Introduction to CCD images and basic CCD data reduction

CCD introduction and principles of operations

Photoelectric effect in a semiconductor. Photons excite photoelectrons, which are kept localized by electronics on the chip. Note that "input" is number of photons, "output" is number of electrons, which are related by the sensitivity (quantum efficiency) of the pixel.

Charge sensing (readout) by charge transfer through the array, first vertically to the serial register, then horizontally into the readout electronics.

Electronics: multiply input electrons by a gain factor (to optimize dynamic range), add a bias level (to avoid negative input), convert to digital via an A/D converter. "Input" is electrons, "output" is counts (also known as DN, or ADU).

Note that the bias level can vary with time/temperature, so in general, the bias level must be measured on each individual exposure. This is typically achieved by reading several "dummy" pixels after each row is read, where these "dummy" pixels act to record the current bias level. This leads to a set of columns of "dummy" pixels at the right-hand edge of every image, called the overscan. The overscan is used to derive the bias value for the frame. (Note in some cases, the bias level can actually vary during the course of the readout, in which case more sophisticated handling is required).

The physical architecture of CCDs leads to specific terminology: rows, columns, serial registers, overscan, underscan.

Note pixel-to-pixel sensitivity variations, and variation of sensitivity with wavelength.

Basic calibration

Basic calibration: bias level subtraction (subtract out bias level that was added), flat field division (compensates for pixel-to-pixel sensitivity variations).

Other possible calibration: bias pattern subtraction, dark subtraction, shutter shading division, fringe correction

Calibration data

Calibration data: obtaining biases, darks, flats. Need for multiple exposures for noise reduction (biases and darks), outlier suppression (cosmic rays, stars in sky flats). Note issues with source of flat fields: how flat are they?

Creating calibration frames: combining images

creating superbias, superdark, flat field: combining images, including normalization for flats

The best estimator of parent population mean in a least-squares, maximum likelihood sense, is the sample mean. However, the sample mean is not especially robust in the case of outliers. Outliers occur in lots of astronomical contexts, e.g., cosmic rays, filtering of stars, or just bad data. Combining images while doing the best job of rejecting outliers is a critical part of many data reduction/analysis tasks.

Some more robust estimators: median, but it produces larger error of the mean (about 25% larger ( 1.253σ/ $\sqrt{{n}}$ for normal distribution) than does the mean. Often can make use of a priori knowledge about outliers: e.g., stars and CRs are always positive. This leads to routines like maximum-pixel rejection. However, this leads to biases for all pixels without outliers. Hence, a better technique is min-max rejection; even this still leads to biases in pixels which have an outlier, and really throws away signal on others. Probably the best bet is to do n-sigma rejection, then recomputation of the mean. Problem here is that estimator of sigma can be very biased in the presence of outliers; may work better if you compute both mean and variance from the sample with the maximum value removed). Alternatively, apply using error model; for example, compute sigma from the median value and a noise model, use this to reject outliers, then average the remaining data points . Be aware of issues trying to reject stars, e.g., in twilight flats: there will always be some point in the profile at which your rejection will fail if done on a pixel-by-pixel basis.

--

● Exercise requirements:
1 > Which terms does the CCD data reduction notes give as terminology that follows from the physical architecture of CCDs?
2 > Copy the CCD data reduction notes from "Introduction to CCD" to "the readout electronics.".
3 > Do these statements agree with the CCD data reduction notes? Answer yes or no for each, quoting the deciding words. (a) The median produces a smaller error of the mean than the mean does. (b) The overscan is used to find the bias value for the frame. (c) Maximum-pixel rejection leads to biases for all pixels without outliers.
The material after this plays no part in the work on the CCD data reduction notes.

● Source data:
--

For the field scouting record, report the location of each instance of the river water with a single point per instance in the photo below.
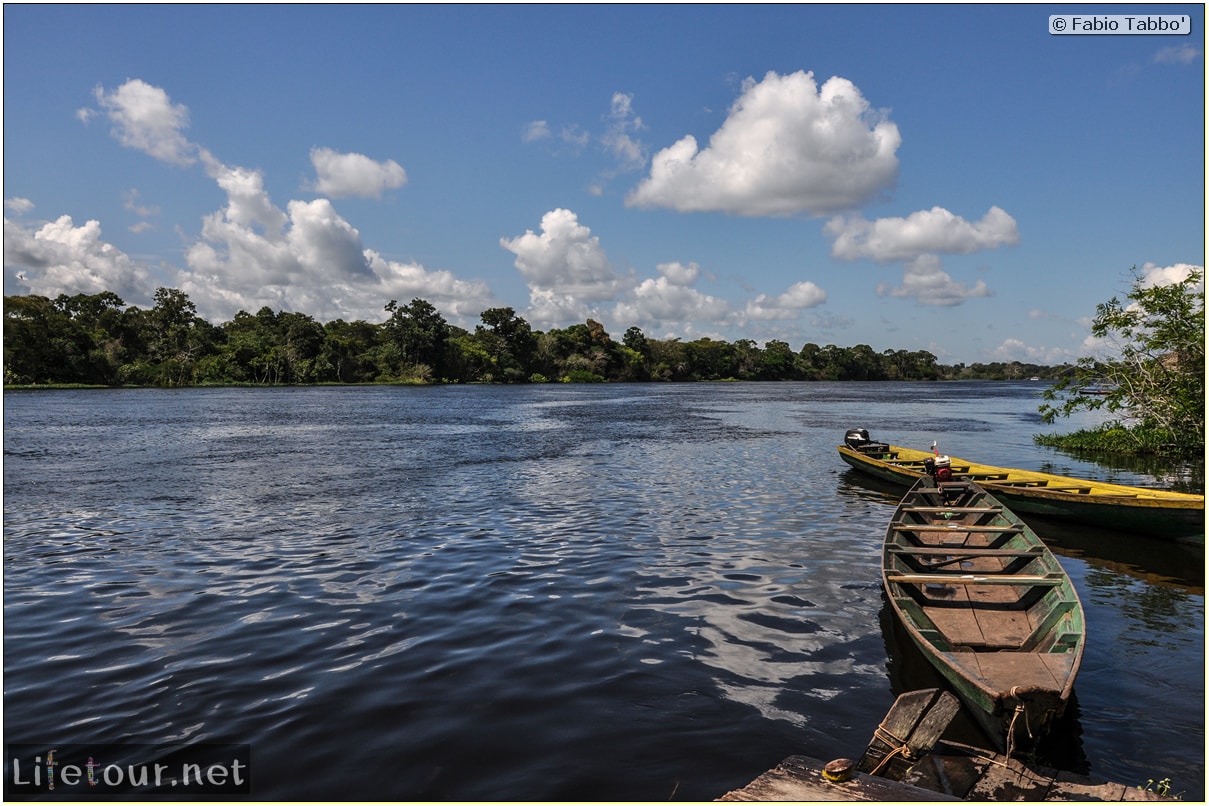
(542, 592)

--

● Solutions to each task:
1 > rows, columns, serial registers, overscan, underscan

2 >
Introduction to CCD images and basic CCD data reduction

CCD introduction and principles of operations

Photoelectric effect in a semiconductor. Photons excite photoelectrons, which are kept localized by electronics on the chip. Note that "input" is number of photons, "output" is number of electrons, which are related by the sensitivity (quantum efficiency) of the pixel.

Charge sensing (readout) by charge transfer through the array, first vertically to the serial register, then horizontally into the readout electronics.

3 >
(a) No: "it produces larger error of the mean (about 25% larger"
(b) Yes: "The overscan is used to derive the bias value for the frame."
(c) Yes: "However, this leads to biases for all pixels without outliers."